[PROBLEM DESCRIPTION] Turn the lines below, from the line containing "rocky summit, find" through the line containing "(1056, 616)", inclusive, into a Markdown table with the columns Row and Line, omitting blank lines. Leave the pictures out of the table.

[MATERIAL FOR THIS TASK]

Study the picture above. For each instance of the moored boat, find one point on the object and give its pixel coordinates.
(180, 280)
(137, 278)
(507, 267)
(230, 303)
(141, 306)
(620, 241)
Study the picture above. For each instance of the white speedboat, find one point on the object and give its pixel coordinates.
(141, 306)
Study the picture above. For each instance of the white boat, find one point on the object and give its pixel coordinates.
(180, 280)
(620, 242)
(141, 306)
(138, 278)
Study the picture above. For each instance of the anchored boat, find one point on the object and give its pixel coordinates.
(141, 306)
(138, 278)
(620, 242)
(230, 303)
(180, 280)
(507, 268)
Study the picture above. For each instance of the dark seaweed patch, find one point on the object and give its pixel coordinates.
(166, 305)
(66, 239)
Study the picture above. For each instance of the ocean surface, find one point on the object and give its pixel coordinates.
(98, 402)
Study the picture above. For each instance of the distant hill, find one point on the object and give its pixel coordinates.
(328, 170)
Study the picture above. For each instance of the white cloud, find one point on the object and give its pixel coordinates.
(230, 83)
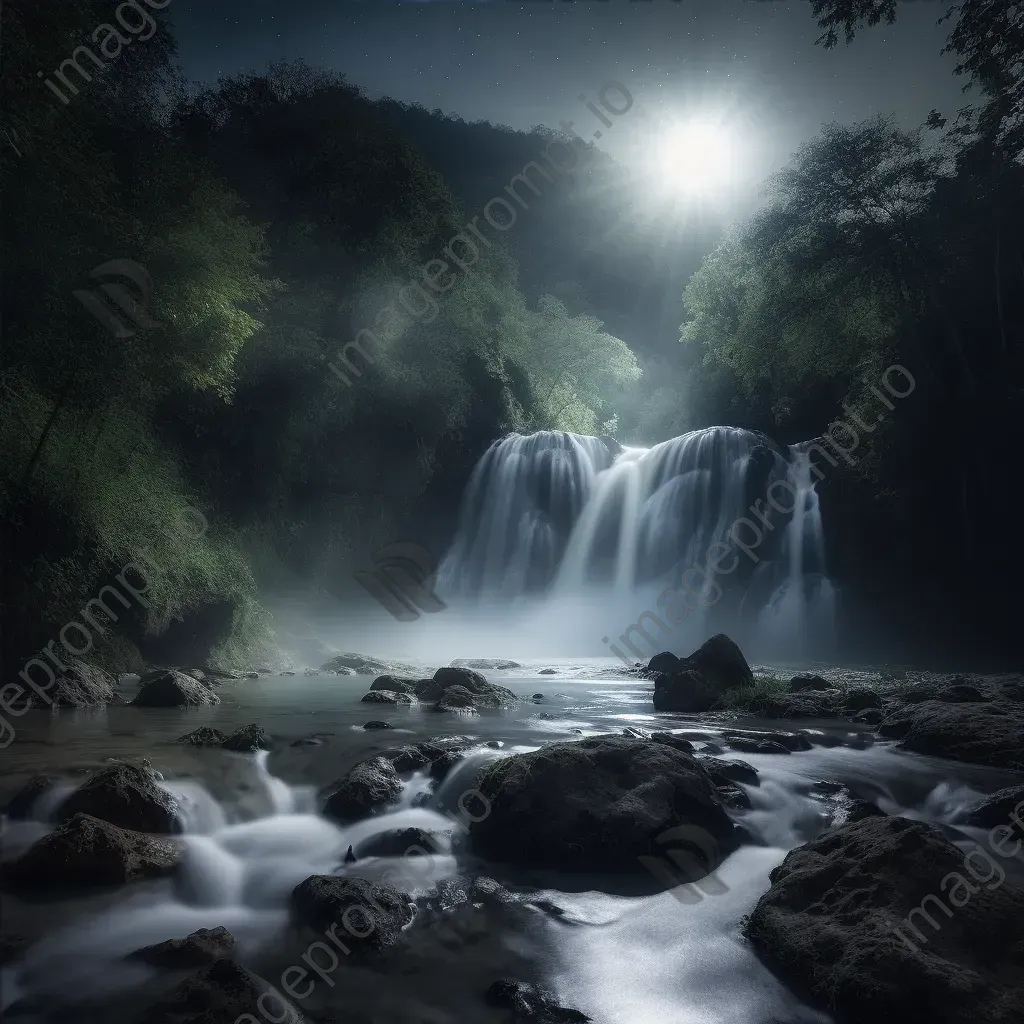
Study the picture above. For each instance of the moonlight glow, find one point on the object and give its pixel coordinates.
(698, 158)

==

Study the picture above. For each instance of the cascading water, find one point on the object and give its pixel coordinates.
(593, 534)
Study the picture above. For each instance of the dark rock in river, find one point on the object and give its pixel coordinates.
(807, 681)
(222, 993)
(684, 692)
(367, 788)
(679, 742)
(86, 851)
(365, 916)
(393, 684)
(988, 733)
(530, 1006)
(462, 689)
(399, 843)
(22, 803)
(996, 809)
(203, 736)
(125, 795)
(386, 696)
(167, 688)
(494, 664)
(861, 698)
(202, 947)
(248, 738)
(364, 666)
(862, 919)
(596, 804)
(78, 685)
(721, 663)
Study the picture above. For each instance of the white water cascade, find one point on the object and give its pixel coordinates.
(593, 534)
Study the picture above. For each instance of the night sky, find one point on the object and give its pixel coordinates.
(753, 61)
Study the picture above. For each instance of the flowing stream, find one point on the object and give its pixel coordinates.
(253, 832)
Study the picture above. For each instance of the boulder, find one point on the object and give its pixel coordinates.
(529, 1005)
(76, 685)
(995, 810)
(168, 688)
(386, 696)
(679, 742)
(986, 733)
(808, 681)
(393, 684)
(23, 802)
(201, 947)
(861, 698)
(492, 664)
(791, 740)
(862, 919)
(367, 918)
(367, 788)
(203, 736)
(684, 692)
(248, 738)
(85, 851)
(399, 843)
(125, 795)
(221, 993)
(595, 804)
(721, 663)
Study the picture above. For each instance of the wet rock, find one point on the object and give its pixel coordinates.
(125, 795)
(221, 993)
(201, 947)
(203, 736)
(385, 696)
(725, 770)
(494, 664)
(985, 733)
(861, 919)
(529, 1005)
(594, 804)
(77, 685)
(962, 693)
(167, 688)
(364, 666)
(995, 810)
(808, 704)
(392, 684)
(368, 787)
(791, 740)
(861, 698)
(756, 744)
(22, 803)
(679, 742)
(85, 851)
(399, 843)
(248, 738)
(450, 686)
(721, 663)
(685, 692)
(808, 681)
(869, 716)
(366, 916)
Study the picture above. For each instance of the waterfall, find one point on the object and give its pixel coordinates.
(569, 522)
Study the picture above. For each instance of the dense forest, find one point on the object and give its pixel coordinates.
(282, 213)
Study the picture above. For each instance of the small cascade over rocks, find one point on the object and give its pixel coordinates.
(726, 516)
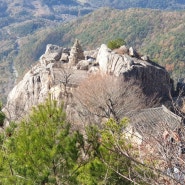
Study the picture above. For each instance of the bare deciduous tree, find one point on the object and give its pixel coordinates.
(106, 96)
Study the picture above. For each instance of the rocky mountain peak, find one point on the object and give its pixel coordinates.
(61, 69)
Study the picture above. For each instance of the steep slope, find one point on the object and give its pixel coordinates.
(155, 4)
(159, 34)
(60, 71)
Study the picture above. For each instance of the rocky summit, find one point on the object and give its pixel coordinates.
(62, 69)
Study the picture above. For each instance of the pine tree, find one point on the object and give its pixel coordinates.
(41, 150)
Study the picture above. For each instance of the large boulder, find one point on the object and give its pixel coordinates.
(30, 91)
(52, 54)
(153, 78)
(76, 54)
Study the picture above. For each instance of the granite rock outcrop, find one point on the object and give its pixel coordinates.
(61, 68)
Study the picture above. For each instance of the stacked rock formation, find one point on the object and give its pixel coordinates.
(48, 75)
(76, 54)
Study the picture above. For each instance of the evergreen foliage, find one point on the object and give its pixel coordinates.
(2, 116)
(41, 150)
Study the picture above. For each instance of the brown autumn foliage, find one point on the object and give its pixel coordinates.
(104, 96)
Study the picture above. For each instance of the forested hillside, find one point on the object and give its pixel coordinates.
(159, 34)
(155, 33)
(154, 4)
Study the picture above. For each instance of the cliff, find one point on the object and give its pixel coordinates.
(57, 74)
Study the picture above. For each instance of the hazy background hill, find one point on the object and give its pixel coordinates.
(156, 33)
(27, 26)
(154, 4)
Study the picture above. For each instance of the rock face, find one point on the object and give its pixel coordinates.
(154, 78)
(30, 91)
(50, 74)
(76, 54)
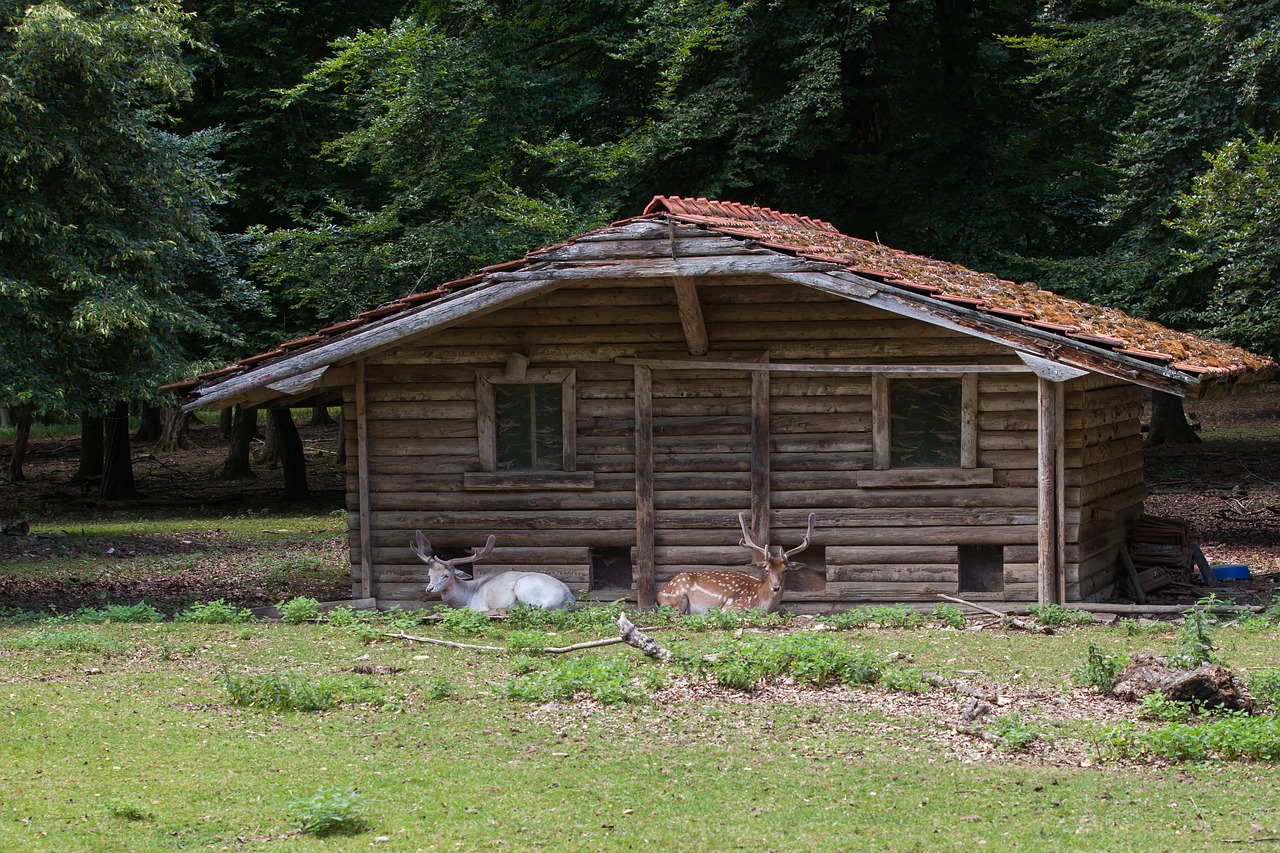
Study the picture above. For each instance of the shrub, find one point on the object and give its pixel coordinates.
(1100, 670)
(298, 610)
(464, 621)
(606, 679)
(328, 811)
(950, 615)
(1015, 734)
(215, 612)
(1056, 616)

[ANSWER TO THE PROBLEM]
| Row | Line |
|---|---|
| 1 | Study the picture above. For each instance of the rocky summit, find one point on the object and give its pixel coordinates. |
| 2 | (62, 69) |
| 3 | Study the picture above. For each instance of the pine tree, find one point on the object and give its pixel coordinates. |
| 4 | (41, 150) |
| 5 | Study the picture above. For each instance of the large boulder, find one point on the object and give its pixel coordinates. |
| 6 | (30, 91) |
| 7 | (52, 54) |
| 8 | (153, 78) |
| 9 | (76, 54) |
| 10 | Study the picture above. For each instance of the granite rock outcrop, find one point on the object and give its pixel coordinates. |
| 11 | (61, 68) |
| 12 | Study the picture above. For each instance of the stacked rock formation, find one point on the object and give its pixel coordinates. |
| 13 | (48, 75) |
| 14 | (76, 54) |
| 15 | Study the picture above. For each instance of the evergreen foliage, find one point on the object and give its pixel coordinates. |
| 16 | (2, 116) |
| 17 | (41, 150) |
| 18 | Study the picture above. For each instance of the brown autumn foliage, find one point on the object and give its pixel coordinates. |
| 19 | (104, 96) |
| 20 | Study the picture above. For each instance of the forested hillside, find one point on the object and give its pixel coordinates. |
| 21 | (159, 34) |
| 22 | (155, 33) |
| 23 | (154, 4) |
| 24 | Study the picture above. For each instance of the cliff, find one point on the object and give its pixel coordinates. |
| 25 | (57, 74) |
| 26 | Study the picture above. For each instance of the hazy background hill, find one point on the object and give its pixel coordinates. |
| 27 | (156, 33) |
| 28 | (27, 26) |
| 29 | (154, 4) |
| 30 | Study the picture above. For each instance of the rock face, find one point on the object and give its pixel coordinates. |
| 31 | (154, 78) |
| 32 | (30, 91) |
| 33 | (50, 74) |
| 34 | (76, 54) |
| 35 | Study the picture above. For each instance of the shrub, find one point on the object and give its pixel coordinates. |
| 36 | (1100, 670) |
| 37 | (298, 610) |
| 38 | (464, 621) |
| 39 | (606, 679) |
| 40 | (328, 811) |
| 41 | (950, 615) |
| 42 | (1015, 734) |
| 43 | (215, 612) |
| 44 | (1056, 616) |